EXTRACTED RECORDS:
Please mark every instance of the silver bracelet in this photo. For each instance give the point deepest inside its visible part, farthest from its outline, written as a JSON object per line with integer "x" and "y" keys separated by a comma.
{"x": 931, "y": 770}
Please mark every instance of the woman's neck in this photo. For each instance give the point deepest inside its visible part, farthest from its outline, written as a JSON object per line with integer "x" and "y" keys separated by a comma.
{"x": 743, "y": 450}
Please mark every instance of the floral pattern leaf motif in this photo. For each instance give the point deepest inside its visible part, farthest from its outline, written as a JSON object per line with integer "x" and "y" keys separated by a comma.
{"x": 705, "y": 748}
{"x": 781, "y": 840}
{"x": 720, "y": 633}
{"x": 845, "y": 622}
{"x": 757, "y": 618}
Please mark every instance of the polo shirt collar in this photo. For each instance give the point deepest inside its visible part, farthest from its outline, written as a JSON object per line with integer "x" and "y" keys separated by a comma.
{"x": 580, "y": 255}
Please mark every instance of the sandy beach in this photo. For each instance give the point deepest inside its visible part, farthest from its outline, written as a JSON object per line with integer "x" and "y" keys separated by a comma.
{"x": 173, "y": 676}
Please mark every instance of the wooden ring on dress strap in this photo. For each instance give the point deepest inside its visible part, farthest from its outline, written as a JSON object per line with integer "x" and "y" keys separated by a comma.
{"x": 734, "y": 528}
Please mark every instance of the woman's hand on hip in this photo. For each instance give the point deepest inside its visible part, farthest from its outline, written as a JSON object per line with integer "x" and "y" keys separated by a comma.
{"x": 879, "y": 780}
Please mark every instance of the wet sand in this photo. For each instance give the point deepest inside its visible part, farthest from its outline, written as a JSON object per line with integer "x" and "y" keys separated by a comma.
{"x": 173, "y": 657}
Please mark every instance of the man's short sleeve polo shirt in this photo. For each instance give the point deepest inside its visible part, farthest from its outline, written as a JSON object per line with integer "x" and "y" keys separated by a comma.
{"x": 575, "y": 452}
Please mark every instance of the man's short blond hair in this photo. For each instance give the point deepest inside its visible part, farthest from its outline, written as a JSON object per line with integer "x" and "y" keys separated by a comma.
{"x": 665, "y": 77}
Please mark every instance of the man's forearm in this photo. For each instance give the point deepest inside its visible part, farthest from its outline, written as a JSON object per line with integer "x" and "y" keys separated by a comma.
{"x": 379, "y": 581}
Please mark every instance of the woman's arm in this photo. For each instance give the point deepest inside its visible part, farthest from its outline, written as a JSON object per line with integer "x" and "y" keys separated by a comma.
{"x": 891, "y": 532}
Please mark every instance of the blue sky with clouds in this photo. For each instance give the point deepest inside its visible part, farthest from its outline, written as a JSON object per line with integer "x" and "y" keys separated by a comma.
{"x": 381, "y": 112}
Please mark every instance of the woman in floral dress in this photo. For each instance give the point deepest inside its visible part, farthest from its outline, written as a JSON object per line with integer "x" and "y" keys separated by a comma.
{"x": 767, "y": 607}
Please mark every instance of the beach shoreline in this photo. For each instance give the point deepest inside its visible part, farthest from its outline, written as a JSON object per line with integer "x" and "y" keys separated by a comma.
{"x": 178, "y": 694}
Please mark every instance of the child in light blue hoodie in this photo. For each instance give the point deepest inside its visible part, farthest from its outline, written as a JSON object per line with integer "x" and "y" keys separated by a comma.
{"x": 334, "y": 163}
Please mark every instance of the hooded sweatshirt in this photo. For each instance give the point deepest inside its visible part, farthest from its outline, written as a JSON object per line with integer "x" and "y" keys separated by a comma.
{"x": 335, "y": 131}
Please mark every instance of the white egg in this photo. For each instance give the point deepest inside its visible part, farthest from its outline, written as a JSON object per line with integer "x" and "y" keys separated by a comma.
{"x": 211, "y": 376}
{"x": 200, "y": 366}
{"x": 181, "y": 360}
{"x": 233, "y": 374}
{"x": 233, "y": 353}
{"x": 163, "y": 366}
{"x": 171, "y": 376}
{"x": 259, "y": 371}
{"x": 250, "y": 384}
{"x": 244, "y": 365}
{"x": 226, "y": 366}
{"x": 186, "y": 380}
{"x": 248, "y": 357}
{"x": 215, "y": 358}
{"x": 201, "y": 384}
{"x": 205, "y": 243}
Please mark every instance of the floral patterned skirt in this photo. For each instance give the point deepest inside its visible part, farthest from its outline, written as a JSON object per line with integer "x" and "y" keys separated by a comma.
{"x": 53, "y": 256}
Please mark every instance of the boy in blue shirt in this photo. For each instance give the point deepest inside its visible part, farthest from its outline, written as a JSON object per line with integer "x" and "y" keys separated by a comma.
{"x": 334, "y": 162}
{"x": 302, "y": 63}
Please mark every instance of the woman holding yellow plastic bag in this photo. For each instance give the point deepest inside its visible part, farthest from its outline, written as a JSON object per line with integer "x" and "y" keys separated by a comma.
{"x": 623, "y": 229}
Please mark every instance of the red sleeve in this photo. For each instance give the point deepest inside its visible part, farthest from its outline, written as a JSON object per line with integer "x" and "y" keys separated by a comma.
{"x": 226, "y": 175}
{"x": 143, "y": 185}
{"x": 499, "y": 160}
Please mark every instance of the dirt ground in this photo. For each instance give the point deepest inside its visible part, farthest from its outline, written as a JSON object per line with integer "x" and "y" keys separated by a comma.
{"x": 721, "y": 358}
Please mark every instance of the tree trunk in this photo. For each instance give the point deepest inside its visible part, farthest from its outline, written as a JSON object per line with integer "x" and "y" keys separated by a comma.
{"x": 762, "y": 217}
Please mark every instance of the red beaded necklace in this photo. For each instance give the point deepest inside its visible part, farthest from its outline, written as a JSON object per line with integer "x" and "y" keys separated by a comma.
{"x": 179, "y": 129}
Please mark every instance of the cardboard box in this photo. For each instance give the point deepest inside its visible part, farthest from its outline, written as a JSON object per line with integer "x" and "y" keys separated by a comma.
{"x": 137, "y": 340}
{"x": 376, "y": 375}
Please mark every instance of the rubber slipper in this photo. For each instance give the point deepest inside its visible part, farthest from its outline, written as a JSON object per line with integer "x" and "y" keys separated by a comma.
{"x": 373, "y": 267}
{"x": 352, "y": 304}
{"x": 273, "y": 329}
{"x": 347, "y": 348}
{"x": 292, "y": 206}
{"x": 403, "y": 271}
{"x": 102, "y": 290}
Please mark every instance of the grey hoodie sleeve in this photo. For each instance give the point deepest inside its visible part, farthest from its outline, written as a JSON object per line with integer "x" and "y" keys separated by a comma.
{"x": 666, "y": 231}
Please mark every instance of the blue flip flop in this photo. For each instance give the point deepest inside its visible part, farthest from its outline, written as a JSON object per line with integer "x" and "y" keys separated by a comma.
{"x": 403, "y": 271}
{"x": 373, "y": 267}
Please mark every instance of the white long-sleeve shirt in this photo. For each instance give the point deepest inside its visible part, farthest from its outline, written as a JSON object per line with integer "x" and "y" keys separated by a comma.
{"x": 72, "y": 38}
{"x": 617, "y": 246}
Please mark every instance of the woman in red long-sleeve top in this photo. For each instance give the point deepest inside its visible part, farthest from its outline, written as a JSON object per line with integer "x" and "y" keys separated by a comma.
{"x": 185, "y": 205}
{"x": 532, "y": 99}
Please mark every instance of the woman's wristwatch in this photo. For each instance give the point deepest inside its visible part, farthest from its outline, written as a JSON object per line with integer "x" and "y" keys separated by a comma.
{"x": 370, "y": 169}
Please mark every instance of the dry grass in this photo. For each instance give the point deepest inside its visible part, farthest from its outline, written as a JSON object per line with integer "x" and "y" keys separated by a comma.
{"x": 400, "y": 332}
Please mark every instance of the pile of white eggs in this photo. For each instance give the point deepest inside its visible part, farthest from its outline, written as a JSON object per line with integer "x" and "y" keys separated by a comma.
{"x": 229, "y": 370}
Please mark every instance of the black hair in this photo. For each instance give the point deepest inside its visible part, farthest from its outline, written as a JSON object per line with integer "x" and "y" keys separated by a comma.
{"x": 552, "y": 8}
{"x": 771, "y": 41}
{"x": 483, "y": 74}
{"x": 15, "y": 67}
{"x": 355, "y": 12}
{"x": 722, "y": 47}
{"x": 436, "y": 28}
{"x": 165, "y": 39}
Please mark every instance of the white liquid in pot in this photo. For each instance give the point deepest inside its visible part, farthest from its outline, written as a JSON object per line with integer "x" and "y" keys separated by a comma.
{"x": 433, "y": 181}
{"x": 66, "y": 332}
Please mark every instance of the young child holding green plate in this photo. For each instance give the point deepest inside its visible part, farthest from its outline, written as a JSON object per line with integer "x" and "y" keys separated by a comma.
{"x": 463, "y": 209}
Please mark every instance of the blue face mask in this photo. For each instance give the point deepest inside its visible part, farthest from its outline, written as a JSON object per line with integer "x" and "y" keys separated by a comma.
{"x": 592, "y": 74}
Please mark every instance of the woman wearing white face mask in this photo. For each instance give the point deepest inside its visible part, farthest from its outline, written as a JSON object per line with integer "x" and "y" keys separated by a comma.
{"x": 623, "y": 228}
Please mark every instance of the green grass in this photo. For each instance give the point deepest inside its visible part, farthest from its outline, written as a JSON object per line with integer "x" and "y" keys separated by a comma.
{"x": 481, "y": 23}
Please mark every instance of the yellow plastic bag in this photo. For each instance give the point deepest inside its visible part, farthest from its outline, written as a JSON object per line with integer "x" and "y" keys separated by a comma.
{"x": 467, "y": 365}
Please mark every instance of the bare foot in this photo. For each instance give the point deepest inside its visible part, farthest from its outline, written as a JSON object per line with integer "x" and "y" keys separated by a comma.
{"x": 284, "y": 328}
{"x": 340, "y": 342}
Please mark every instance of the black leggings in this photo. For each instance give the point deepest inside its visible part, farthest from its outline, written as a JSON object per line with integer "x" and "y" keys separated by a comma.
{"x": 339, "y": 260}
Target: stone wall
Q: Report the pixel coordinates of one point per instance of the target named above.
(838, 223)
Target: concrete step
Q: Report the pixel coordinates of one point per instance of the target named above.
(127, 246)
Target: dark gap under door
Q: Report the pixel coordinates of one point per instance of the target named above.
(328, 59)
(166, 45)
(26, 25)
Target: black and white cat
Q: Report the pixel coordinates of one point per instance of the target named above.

EXERCISE DESCRIPTION: Everything from the line containing "Please mark every instance of the black leggings" to the end of the data above should be quoted exactly, please, both ends included, and nothing outside that span.

SOLVED PROBLEM:
Please mark every instance of the black leggings in this photo. For each instance give the point deepest inside its visible part, farthest from its outline, written as a JSON object per line with integer "x" and "y" keys separated by a comma.
{"x": 339, "y": 260}
Target: stone wall
Q: Report the pixel coordinates of one point per instance of the target named above.
(838, 223)
Target: concrete step
Q: Report the pixel coordinates of one point per instance of the target named above.
(127, 246)
Target: dark gap under door
Q: Report the pixel coordinates of one point per instance of the target named above.
(328, 59)
(166, 45)
(26, 25)
Target: black and white cat
Q: Report the pixel coordinates of one point per instance of the target named above.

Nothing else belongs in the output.